== WHAT YOU NEED TO DO ==
Read through the data and report every line in which the word "tight" occurs.

Records from a data collection

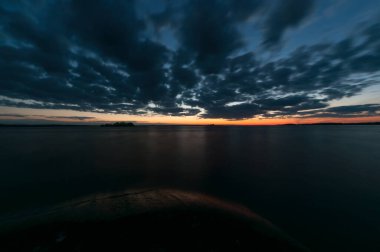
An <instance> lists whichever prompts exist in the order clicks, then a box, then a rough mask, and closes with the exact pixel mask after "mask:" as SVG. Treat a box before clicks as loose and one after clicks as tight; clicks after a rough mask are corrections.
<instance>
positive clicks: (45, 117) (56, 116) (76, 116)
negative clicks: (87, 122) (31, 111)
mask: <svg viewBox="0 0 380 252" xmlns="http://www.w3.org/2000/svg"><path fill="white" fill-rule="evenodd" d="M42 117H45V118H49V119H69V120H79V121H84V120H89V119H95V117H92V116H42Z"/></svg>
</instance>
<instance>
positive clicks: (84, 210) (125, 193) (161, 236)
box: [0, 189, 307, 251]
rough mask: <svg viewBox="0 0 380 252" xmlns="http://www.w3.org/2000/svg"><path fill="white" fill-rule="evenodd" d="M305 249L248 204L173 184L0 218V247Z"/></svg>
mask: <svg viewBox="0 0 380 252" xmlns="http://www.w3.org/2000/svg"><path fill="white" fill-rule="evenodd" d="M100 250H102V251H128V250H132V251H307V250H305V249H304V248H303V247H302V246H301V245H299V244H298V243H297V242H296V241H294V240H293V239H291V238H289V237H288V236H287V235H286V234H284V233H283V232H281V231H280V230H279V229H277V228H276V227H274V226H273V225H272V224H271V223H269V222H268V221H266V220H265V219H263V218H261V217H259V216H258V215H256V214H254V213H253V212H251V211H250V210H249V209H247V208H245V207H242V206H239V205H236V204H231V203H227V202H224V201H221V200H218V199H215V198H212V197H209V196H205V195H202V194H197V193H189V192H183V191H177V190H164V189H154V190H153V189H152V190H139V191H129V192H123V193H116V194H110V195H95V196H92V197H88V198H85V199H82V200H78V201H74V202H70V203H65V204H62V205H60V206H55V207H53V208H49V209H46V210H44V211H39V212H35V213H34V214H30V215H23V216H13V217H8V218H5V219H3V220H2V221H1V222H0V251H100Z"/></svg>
* * *
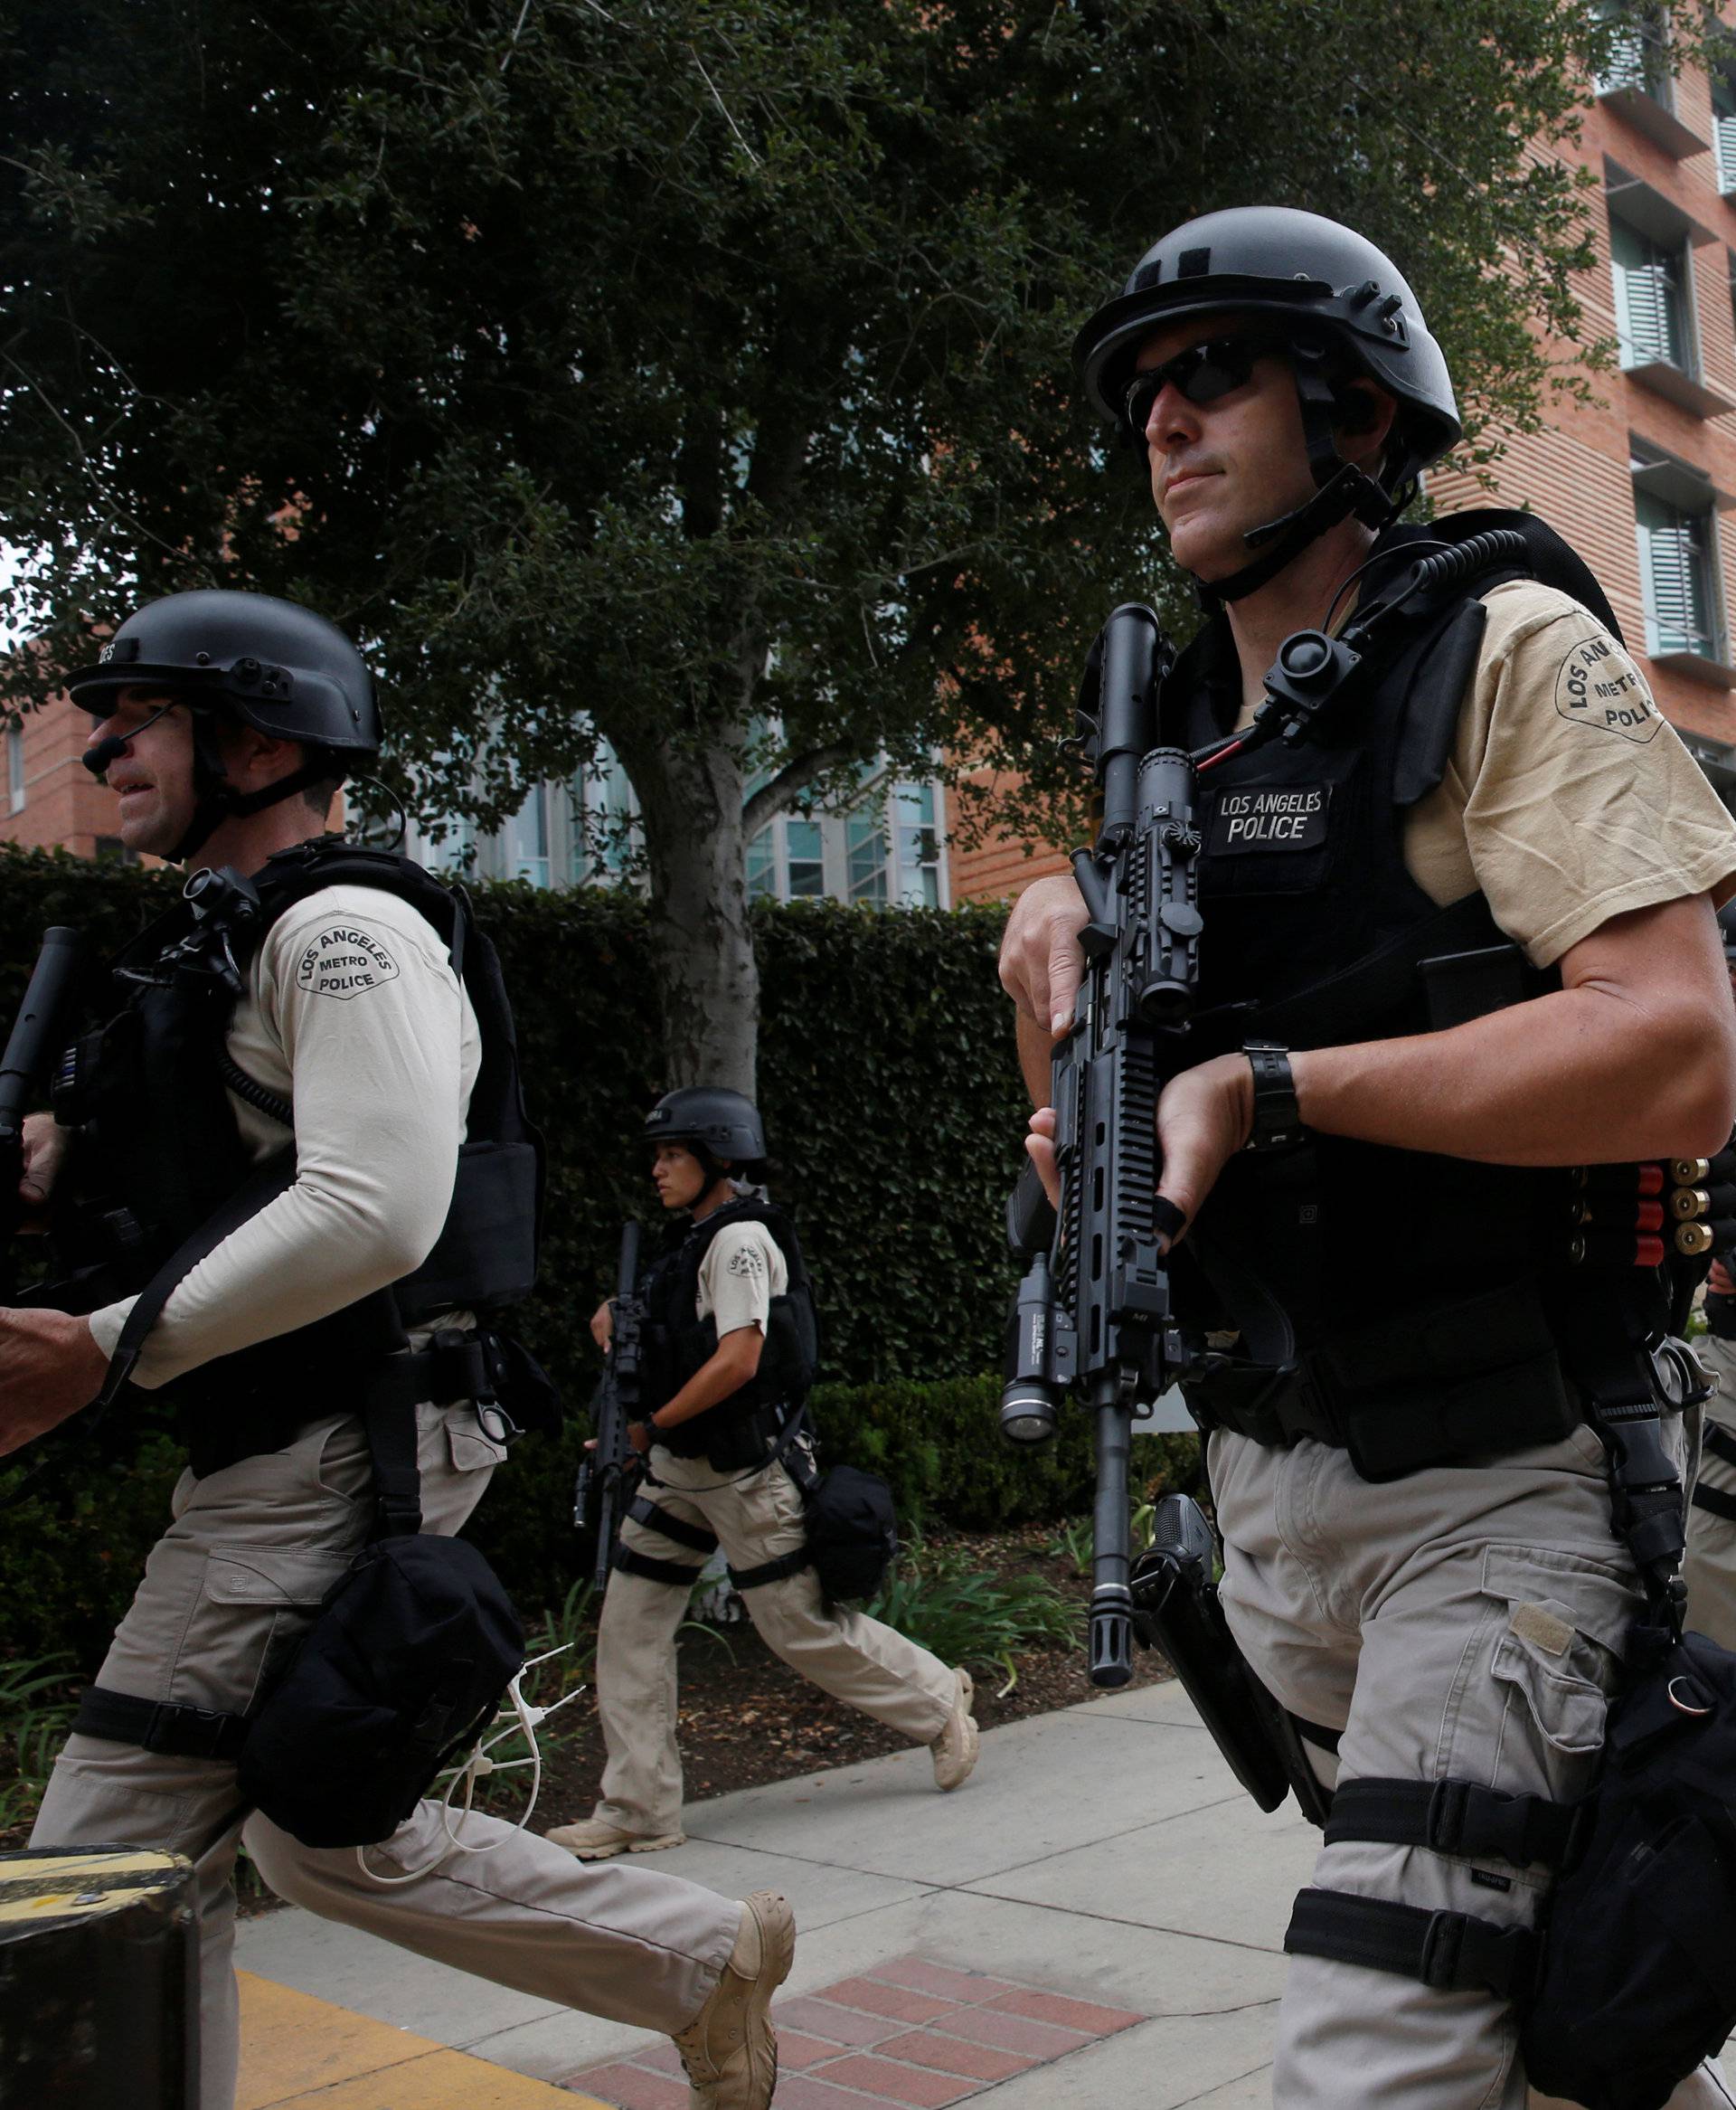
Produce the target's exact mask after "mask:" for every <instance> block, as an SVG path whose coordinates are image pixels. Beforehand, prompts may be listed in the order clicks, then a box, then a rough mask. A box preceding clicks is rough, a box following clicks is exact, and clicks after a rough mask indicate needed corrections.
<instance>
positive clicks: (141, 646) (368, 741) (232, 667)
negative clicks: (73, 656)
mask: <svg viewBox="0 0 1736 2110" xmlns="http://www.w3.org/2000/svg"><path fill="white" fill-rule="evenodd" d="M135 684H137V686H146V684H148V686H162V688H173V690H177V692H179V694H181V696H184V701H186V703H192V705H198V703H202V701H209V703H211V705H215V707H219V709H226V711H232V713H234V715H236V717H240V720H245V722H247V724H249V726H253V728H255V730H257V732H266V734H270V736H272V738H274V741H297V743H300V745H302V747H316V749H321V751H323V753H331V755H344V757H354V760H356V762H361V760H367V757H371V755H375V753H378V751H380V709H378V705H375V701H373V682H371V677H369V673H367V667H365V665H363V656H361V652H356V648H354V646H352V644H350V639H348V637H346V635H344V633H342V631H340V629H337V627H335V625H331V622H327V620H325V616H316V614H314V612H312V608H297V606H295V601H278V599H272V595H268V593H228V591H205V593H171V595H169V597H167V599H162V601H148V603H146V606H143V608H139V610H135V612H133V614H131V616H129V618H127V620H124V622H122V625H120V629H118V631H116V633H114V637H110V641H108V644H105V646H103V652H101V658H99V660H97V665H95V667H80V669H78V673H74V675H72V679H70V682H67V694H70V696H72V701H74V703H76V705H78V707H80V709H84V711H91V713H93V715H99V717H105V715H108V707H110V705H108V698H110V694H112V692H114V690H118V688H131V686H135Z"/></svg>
--
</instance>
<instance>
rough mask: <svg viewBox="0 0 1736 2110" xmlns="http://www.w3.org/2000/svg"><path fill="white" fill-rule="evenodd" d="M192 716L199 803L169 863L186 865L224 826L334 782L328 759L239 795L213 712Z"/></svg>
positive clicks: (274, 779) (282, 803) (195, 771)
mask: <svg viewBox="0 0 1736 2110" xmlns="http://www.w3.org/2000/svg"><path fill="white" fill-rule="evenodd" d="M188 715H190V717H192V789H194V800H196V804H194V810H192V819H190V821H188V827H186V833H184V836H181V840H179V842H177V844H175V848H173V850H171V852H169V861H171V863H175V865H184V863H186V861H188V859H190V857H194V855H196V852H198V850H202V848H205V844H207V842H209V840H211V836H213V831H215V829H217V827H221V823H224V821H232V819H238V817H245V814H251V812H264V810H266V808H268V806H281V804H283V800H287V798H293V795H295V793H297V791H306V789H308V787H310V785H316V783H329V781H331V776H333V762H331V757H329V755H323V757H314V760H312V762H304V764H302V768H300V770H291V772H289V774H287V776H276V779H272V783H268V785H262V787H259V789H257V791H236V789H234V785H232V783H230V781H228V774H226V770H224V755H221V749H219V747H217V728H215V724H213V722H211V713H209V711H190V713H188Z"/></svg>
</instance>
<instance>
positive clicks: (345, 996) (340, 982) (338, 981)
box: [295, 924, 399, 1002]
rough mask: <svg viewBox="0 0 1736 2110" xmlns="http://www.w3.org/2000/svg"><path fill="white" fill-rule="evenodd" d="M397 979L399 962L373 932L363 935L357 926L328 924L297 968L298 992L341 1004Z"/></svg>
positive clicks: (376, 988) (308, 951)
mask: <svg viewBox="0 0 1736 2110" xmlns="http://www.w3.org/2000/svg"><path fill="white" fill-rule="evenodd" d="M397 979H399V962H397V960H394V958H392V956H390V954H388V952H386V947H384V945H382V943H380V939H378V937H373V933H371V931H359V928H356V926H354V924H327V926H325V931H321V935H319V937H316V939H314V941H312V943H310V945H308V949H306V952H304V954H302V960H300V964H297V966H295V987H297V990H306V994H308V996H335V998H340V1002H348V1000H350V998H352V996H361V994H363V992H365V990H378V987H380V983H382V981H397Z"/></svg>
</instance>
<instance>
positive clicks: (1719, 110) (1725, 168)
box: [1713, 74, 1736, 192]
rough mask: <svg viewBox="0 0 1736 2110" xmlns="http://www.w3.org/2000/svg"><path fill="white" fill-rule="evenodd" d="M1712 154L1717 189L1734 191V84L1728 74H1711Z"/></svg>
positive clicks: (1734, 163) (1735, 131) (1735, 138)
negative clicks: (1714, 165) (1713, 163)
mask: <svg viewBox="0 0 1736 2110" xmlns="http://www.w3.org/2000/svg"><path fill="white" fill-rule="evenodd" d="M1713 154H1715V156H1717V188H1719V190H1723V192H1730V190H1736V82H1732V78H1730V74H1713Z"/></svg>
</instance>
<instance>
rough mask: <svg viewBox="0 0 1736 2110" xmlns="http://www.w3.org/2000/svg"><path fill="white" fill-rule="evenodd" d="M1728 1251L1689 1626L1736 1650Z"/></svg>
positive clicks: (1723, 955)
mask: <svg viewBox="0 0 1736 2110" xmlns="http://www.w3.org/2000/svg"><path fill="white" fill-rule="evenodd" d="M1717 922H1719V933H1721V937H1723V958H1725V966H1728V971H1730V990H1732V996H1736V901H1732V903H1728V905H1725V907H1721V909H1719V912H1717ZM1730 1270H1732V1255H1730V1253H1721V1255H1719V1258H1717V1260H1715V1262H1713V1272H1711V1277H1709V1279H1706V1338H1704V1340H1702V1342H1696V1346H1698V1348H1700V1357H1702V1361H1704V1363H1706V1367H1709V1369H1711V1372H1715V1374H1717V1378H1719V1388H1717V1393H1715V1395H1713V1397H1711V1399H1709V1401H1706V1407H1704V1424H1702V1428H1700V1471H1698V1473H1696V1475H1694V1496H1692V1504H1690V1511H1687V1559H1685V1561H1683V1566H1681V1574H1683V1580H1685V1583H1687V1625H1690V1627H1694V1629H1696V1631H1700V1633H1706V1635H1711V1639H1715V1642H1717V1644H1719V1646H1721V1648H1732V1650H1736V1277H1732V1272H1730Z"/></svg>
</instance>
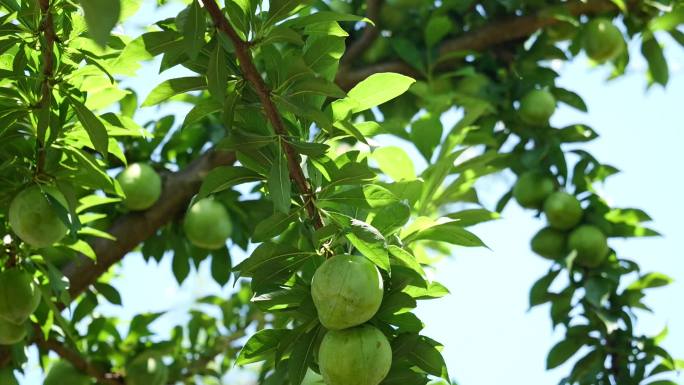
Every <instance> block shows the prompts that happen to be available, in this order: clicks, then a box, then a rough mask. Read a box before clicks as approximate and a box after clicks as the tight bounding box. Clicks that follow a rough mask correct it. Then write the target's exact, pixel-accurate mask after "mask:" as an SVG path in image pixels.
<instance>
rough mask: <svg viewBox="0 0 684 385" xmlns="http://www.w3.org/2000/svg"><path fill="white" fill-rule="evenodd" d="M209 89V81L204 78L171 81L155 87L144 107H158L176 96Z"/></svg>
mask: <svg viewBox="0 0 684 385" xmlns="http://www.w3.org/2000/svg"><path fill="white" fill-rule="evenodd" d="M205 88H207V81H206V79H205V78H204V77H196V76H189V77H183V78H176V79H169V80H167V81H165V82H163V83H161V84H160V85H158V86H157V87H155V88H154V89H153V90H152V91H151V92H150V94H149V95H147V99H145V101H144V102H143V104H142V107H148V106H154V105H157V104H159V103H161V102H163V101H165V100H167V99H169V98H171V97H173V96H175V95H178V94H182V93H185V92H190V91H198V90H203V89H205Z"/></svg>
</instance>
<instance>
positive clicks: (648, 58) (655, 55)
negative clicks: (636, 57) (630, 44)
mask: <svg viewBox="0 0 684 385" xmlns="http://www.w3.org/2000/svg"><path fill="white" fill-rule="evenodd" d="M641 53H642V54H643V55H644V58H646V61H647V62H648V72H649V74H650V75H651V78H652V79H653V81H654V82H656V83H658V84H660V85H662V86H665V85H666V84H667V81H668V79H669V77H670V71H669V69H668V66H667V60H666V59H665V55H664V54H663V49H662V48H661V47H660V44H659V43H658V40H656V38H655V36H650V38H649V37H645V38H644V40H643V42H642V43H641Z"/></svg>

== WRITTEN REPLY ==
An <instance> lists whichever prompts exist in the order clicks, then a box, then a rough mask, and closes with the exact pixel mask after "mask:" as SVG. Treat a box before clicks as loose and one after clicks as tight; clicks after a rough mask are corrections.
Every <instance> block shows the prompts that happen to be available, in this order: clicks, then a box, then a rough mask. Read a box before clicks as approximate and a box after clicks as the tight bounding box. Clicks that follow a rough mask correct it. Then write the target's exact, pixel-accurate mask after "mask:" as an SVG path in image pixels.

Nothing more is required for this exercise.